--- START OF Material supplied ---
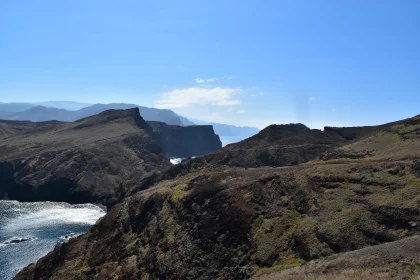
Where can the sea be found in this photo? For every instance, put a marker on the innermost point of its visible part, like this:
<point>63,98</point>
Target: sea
<point>28,231</point>
<point>226,140</point>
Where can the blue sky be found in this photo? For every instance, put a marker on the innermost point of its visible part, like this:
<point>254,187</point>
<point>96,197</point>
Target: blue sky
<point>240,62</point>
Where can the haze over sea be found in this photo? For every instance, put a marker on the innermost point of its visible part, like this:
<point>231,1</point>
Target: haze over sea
<point>42,225</point>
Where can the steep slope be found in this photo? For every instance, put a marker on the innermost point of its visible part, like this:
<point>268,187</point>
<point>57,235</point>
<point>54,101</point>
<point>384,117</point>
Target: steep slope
<point>149,114</point>
<point>95,159</point>
<point>187,141</point>
<point>41,113</point>
<point>201,220</point>
<point>398,140</point>
<point>237,223</point>
<point>277,145</point>
<point>91,160</point>
<point>230,130</point>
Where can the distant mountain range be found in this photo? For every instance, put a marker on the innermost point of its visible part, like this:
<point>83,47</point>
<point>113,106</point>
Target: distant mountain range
<point>70,111</point>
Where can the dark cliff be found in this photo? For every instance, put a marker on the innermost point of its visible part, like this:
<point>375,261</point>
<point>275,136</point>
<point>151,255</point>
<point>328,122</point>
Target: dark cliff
<point>91,160</point>
<point>200,220</point>
<point>277,145</point>
<point>187,141</point>
<point>95,159</point>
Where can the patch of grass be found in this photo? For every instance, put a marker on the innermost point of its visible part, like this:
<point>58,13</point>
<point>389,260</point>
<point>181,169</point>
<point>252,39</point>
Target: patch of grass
<point>178,193</point>
<point>288,263</point>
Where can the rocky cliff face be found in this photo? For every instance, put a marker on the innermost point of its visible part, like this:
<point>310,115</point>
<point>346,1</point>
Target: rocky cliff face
<point>277,145</point>
<point>204,221</point>
<point>237,223</point>
<point>96,159</point>
<point>92,160</point>
<point>183,142</point>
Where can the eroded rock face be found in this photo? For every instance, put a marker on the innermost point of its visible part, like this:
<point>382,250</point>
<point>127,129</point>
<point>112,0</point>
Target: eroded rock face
<point>186,141</point>
<point>235,223</point>
<point>91,160</point>
<point>96,159</point>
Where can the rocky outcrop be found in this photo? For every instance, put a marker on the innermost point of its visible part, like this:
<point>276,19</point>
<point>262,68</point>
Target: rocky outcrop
<point>204,219</point>
<point>183,142</point>
<point>95,159</point>
<point>277,145</point>
<point>237,223</point>
<point>92,160</point>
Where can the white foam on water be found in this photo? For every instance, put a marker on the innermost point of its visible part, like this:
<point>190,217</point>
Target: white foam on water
<point>46,223</point>
<point>175,161</point>
<point>38,214</point>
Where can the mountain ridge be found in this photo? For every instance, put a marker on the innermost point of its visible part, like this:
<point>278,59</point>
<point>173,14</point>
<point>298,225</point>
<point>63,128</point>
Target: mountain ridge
<point>93,160</point>
<point>22,111</point>
<point>221,220</point>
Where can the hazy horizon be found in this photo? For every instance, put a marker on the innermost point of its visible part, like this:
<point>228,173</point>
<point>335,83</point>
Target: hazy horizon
<point>248,63</point>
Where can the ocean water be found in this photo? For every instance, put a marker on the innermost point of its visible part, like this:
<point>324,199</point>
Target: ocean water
<point>40,226</point>
<point>226,140</point>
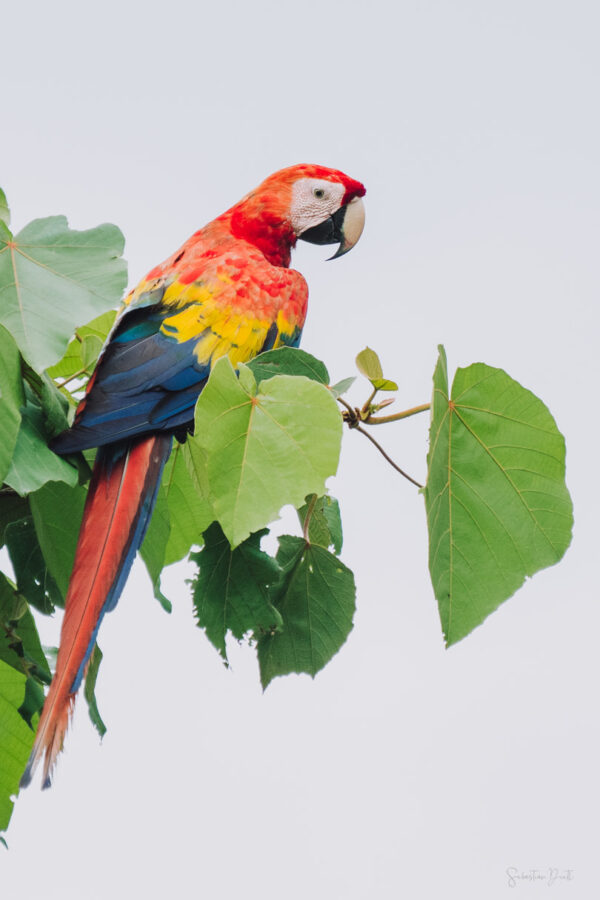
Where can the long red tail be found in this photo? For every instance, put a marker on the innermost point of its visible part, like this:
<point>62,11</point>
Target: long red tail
<point>118,508</point>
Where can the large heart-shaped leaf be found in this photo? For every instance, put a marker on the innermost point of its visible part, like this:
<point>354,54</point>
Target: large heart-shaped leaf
<point>316,599</point>
<point>52,279</point>
<point>497,505</point>
<point>231,588</point>
<point>264,446</point>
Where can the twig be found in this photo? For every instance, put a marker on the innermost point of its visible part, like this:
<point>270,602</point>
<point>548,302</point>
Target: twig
<point>308,517</point>
<point>385,456</point>
<point>395,417</point>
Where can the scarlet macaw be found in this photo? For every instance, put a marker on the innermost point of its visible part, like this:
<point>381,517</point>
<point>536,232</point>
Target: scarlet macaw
<point>227,291</point>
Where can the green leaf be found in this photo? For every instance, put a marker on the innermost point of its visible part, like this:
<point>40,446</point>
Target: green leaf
<point>367,363</point>
<point>84,349</point>
<point>33,463</point>
<point>231,588</point>
<point>57,511</point>
<point>316,599</point>
<point>384,384</point>
<point>4,209</point>
<point>47,266</point>
<point>180,517</point>
<point>288,361</point>
<point>34,580</point>
<point>11,399</point>
<point>264,450</point>
<point>342,386</point>
<point>325,525</point>
<point>497,505</point>
<point>90,689</point>
<point>19,639</point>
<point>12,508</point>
<point>41,391</point>
<point>16,738</point>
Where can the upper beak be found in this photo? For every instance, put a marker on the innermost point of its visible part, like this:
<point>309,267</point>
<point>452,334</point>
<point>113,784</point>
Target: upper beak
<point>344,226</point>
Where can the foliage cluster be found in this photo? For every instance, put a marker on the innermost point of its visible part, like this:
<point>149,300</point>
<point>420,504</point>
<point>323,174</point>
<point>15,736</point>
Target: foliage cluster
<point>266,436</point>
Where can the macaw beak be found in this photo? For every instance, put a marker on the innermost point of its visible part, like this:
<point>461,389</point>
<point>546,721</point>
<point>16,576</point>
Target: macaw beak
<point>344,227</point>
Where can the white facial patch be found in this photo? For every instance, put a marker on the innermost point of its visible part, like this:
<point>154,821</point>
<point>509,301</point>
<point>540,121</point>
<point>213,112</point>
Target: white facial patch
<point>313,201</point>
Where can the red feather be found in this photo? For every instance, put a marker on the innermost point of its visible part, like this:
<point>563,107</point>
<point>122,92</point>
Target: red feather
<point>118,506</point>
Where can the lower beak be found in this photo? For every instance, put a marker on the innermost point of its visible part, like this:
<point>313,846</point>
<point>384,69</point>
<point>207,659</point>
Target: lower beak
<point>344,227</point>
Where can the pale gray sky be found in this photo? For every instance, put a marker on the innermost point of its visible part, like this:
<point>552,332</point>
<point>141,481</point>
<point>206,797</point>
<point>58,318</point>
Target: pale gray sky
<point>403,770</point>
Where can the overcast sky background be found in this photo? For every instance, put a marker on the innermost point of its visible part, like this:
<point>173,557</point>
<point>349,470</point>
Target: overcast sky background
<point>403,770</point>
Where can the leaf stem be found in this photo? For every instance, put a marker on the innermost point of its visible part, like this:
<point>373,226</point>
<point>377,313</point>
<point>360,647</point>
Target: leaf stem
<point>367,404</point>
<point>395,417</point>
<point>308,517</point>
<point>385,456</point>
<point>71,377</point>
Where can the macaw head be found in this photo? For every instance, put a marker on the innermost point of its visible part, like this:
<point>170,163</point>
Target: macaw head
<point>313,203</point>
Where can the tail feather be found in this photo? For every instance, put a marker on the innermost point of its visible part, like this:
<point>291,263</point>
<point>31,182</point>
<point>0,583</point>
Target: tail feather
<point>117,512</point>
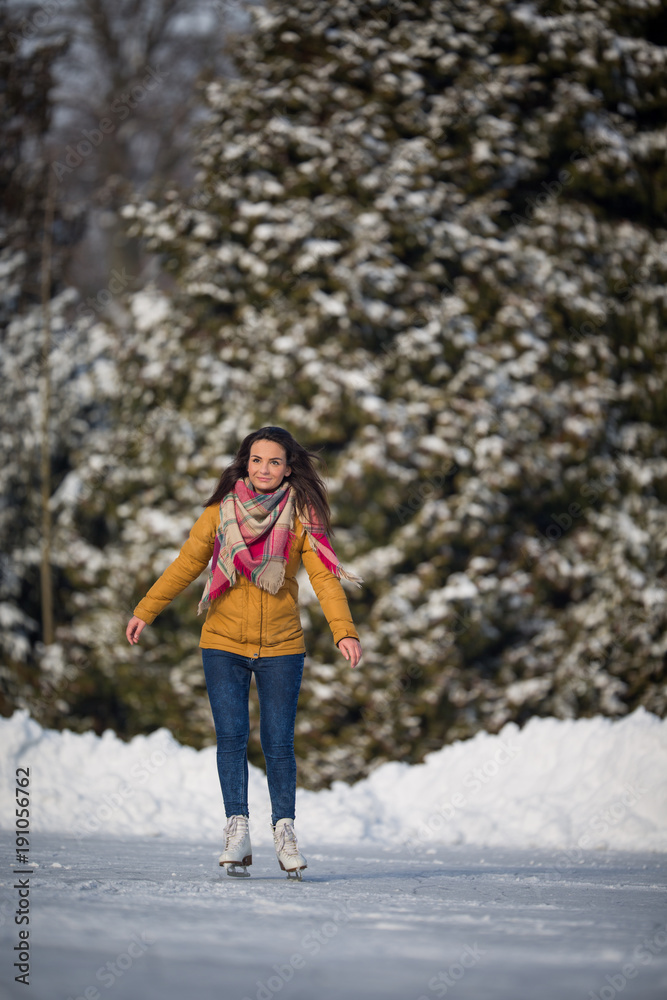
--- END OF Material supplied ---
Exercise objective
Copy the entries from the line with "Where can the steep" up to and including the line with "<point>70,111</point>", changing "steep slope" to "sheer slope" and leaving everything else unchanged. Give only those lines.

Output of the task
Where can the sheer slope be found in this photo? For every instance, put a marker on the innermost point of its visible part, like this:
<point>268,187</point>
<point>57,235</point>
<point>54,101</point>
<point>384,117</point>
Target: sheer slope
<point>149,114</point>
<point>95,159</point>
<point>187,141</point>
<point>41,113</point>
<point>201,220</point>
<point>398,140</point>
<point>237,223</point>
<point>277,145</point>
<point>91,160</point>
<point>230,130</point>
Where can the distant mountain range be found in this photo? For every instance, put a marker on the innermost point of its visible part, like this:
<point>83,47</point>
<point>113,106</point>
Target: distant mountain range
<point>70,111</point>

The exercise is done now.